* **YOUR INSTRUCTIONS**
Copy everything from the beginning of the listing down through the line containing "[252,336,315,381]", including both ends, and leave the pictures out of your copy.

* **RECORD EXTRACTS**
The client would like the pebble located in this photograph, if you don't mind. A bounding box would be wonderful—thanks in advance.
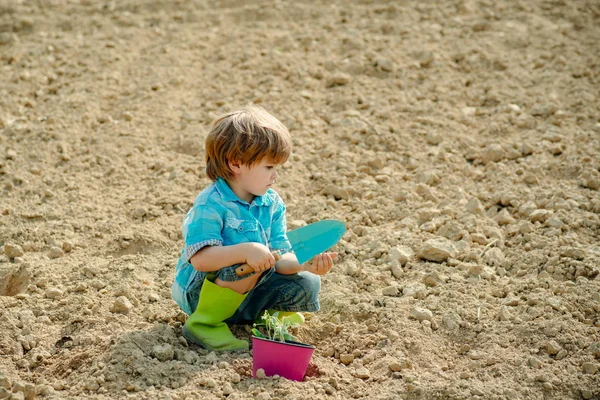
[502,297,519,307]
[581,362,599,375]
[381,286,400,296]
[419,238,457,262]
[152,343,175,362]
[340,353,354,365]
[325,72,350,88]
[581,389,594,400]
[48,246,65,259]
[481,143,504,164]
[391,263,404,279]
[402,283,427,297]
[388,246,415,265]
[496,208,516,225]
[323,184,350,200]
[110,296,133,314]
[148,293,160,303]
[44,288,64,299]
[4,243,23,258]
[375,58,394,72]
[352,367,371,379]
[589,342,600,358]
[256,368,267,379]
[442,311,462,331]
[410,307,433,321]
[465,197,485,217]
[546,340,562,355]
[223,382,235,396]
[527,357,542,369]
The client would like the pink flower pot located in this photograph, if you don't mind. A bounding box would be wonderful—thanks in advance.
[252,336,315,381]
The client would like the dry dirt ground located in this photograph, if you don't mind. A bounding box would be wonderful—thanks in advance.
[0,0,600,400]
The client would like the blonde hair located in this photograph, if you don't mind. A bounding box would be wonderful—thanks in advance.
[206,105,292,181]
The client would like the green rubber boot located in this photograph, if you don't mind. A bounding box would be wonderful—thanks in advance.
[182,279,248,351]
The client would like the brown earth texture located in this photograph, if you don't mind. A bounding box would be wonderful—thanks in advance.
[0,0,600,400]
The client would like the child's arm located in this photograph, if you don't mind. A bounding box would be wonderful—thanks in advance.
[190,243,276,272]
[275,253,337,275]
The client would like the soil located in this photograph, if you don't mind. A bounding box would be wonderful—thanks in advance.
[0,0,600,400]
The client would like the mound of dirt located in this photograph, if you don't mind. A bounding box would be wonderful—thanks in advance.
[0,0,600,400]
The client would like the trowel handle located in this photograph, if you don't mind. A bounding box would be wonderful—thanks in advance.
[235,250,281,276]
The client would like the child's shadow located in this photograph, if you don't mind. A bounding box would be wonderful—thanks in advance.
[104,323,252,392]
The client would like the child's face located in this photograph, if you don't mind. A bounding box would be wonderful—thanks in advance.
[234,159,279,202]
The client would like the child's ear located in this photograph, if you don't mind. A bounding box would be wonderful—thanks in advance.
[229,161,242,174]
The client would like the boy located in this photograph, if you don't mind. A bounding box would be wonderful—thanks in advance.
[171,106,336,350]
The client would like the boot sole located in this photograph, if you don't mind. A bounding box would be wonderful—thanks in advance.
[181,325,249,351]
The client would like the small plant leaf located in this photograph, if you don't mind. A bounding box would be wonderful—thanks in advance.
[252,328,265,339]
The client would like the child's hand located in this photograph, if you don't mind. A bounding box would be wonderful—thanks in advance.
[305,253,337,275]
[246,243,275,272]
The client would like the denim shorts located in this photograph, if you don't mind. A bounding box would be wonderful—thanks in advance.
[186,267,321,324]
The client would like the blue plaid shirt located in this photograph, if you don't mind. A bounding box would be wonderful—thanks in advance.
[171,178,291,314]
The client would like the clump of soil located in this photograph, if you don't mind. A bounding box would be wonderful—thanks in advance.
[0,0,600,400]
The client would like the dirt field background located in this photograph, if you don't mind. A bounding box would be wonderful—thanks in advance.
[0,0,600,400]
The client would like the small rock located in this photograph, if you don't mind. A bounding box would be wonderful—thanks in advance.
[62,241,73,253]
[590,342,600,358]
[465,197,485,217]
[389,246,415,265]
[325,72,350,88]
[523,172,539,185]
[375,58,394,72]
[519,221,533,235]
[256,390,271,400]
[83,378,100,392]
[352,367,371,379]
[527,357,542,369]
[544,218,565,229]
[442,311,462,331]
[581,389,594,400]
[529,210,552,222]
[223,382,235,396]
[340,354,354,365]
[496,208,515,225]
[48,246,65,259]
[256,368,267,379]
[530,103,558,118]
[392,263,404,279]
[419,238,457,262]
[410,307,433,321]
[4,243,23,258]
[502,297,519,307]
[152,343,175,362]
[481,143,504,164]
[546,340,562,355]
[110,296,133,314]
[581,362,599,375]
[323,184,350,200]
[44,288,63,299]
[148,293,160,303]
[554,349,569,360]
[388,361,402,372]
[402,283,427,297]
[381,286,400,296]
[498,306,512,321]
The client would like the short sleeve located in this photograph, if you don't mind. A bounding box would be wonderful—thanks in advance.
[269,201,292,253]
[182,204,223,262]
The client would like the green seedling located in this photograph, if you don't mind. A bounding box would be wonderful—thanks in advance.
[252,311,298,342]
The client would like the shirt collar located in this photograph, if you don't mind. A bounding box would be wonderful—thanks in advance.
[215,178,273,206]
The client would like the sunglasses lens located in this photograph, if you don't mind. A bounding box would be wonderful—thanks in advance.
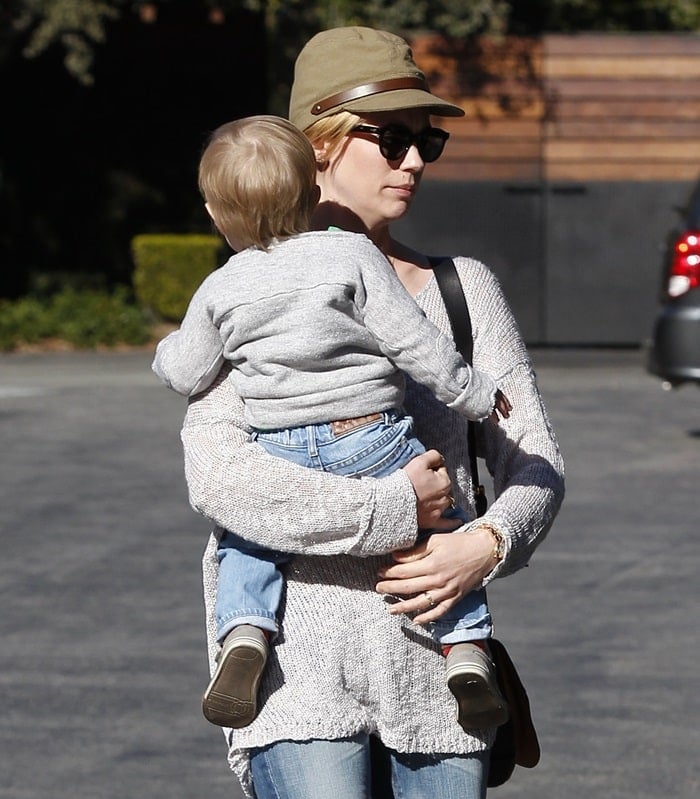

* **CORRECT RESPONSE**
The client would like the pebble located in this photograph, if you don't mind. A bounding box would be wonderful—thanks in advance.
[502,297,519,307]
[581,362,599,375]
[381,286,400,296]
[419,238,457,262]
[152,343,175,362]
[340,353,354,365]
[325,72,350,88]
[581,389,594,400]
[48,246,65,259]
[481,143,504,164]
[391,263,404,279]
[402,283,427,297]
[388,246,415,265]
[496,208,516,225]
[323,184,350,200]
[110,296,133,314]
[148,293,160,303]
[44,288,64,299]
[4,243,23,258]
[375,58,394,72]
[352,367,371,379]
[589,342,600,358]
[256,368,267,379]
[442,311,462,331]
[410,307,433,321]
[465,197,485,217]
[546,340,562,355]
[223,382,235,396]
[527,357,542,369]
The client would like the pink flower pot located in this photograph, if you don't mind. A bounding box would be wonderful—thanks in advance.
[252,336,315,381]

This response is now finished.